**RECORDS:**
####

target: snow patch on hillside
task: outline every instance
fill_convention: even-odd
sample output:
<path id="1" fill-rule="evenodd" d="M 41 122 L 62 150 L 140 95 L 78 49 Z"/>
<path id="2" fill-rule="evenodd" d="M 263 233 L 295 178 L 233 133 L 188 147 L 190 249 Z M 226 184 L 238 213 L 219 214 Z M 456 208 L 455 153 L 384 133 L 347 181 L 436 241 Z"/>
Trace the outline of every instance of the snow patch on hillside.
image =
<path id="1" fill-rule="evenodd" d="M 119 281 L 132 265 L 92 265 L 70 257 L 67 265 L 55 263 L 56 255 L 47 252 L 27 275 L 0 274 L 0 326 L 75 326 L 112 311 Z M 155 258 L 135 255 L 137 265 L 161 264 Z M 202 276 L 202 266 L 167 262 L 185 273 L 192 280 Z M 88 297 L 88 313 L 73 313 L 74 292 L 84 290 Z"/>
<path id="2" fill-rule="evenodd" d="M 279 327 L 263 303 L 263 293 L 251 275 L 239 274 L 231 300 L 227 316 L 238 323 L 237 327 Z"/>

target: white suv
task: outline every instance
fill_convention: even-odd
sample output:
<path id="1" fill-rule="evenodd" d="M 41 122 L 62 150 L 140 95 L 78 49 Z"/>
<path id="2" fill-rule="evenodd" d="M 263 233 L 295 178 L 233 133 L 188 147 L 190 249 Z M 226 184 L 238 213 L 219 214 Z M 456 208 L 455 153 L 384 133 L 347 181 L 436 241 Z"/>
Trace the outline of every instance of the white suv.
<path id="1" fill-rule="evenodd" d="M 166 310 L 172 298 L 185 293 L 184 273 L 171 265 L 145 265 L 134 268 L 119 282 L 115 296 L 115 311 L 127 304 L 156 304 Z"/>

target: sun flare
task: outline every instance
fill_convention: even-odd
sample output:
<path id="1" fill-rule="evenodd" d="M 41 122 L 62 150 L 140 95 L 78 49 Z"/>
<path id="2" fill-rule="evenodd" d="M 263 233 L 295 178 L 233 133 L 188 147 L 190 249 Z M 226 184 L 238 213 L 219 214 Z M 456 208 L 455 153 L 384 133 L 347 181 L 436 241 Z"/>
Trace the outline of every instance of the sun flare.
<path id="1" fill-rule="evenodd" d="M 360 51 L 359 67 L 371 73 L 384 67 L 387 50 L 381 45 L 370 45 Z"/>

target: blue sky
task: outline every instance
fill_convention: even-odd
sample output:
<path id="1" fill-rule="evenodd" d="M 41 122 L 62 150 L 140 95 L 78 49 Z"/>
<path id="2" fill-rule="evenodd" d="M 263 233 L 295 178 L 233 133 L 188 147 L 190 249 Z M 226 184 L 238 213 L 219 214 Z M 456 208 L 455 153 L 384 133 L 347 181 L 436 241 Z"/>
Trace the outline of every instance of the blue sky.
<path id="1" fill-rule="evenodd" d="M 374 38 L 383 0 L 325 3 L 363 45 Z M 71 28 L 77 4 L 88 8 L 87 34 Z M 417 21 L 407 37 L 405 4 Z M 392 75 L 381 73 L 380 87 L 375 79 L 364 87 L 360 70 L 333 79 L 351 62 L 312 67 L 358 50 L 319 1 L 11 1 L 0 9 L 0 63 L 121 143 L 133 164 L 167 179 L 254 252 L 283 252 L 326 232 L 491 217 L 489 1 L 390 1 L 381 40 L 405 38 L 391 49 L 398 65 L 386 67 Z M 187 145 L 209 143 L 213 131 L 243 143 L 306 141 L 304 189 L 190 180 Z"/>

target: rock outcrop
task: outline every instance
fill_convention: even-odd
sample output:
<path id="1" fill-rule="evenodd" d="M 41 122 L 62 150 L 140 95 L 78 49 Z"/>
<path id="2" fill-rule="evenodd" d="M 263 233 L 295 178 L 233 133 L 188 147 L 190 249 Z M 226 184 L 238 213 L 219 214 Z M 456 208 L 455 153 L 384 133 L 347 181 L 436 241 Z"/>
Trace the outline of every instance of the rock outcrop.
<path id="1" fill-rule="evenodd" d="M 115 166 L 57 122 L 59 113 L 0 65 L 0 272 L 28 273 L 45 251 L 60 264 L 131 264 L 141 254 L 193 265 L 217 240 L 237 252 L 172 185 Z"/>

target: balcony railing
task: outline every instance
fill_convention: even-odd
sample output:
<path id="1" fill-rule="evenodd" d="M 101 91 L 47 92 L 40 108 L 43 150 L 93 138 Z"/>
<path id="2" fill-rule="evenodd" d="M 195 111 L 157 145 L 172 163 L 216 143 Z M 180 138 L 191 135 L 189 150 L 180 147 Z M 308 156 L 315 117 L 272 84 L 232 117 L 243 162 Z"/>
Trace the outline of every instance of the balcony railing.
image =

####

**TASK:** The required output is the exact sequence of lines from the one containing "target: balcony railing" through the end of the listing, both endpoints included.

**EXERCISE RESULT:**
target: balcony railing
task: outline every instance
fill_convention: even-odd
sample output:
<path id="1" fill-rule="evenodd" d="M 101 91 L 47 92 L 40 108 L 43 150 L 93 138 Z"/>
<path id="2" fill-rule="evenodd" d="M 195 111 L 157 145 L 172 163 L 216 143 Z M 180 138 L 191 135 L 189 150 L 180 147 Z M 308 156 L 315 117 L 272 84 L 232 117 L 243 162 Z"/>
Trace the outline of every instance of the balcony railing.
image =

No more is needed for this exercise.